Written problem. List every line of the material below that contains the word "this", copying each line in full. Matching is case-sensitive.

Records supplied.
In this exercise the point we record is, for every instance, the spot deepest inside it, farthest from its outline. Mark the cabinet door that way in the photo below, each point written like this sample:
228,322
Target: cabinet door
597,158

...

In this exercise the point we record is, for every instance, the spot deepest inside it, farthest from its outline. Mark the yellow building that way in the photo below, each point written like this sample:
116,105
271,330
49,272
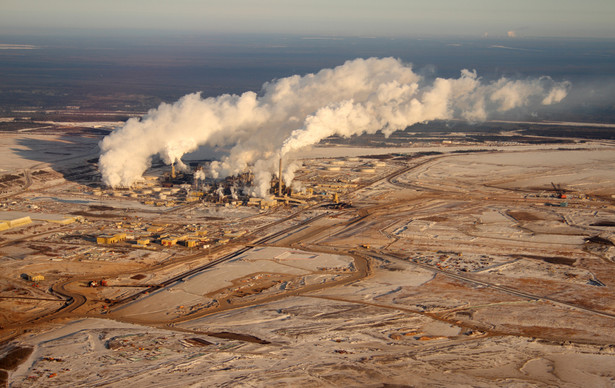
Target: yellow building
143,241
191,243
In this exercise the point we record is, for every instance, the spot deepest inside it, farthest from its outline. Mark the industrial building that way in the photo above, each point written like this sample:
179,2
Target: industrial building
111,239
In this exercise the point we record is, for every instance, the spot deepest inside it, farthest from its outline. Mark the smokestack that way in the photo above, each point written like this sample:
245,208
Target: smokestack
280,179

Solution.
In this exercise the point we record is, for every instance, the spot deepest inside it, farthest from its outline. Mark the cabinet door that way in the photo below, each point written like this sample:
In this exercise the point we record is, for every instance, the spot deepest inside it, farthest from its outline. Mark the yellow building that way in the photo below, each point written like this sample:
In this exercise the point we record is, for every instance, the spot deepest inside it, farthest from its outline. Mark the industrial building that way in the photo above, each point written like this sample:
In this exercise the point we record is, for every instance, the spot deepest inside it, farthest from its outline. Mark the smokestack that way in the photo above, each point written like this sample:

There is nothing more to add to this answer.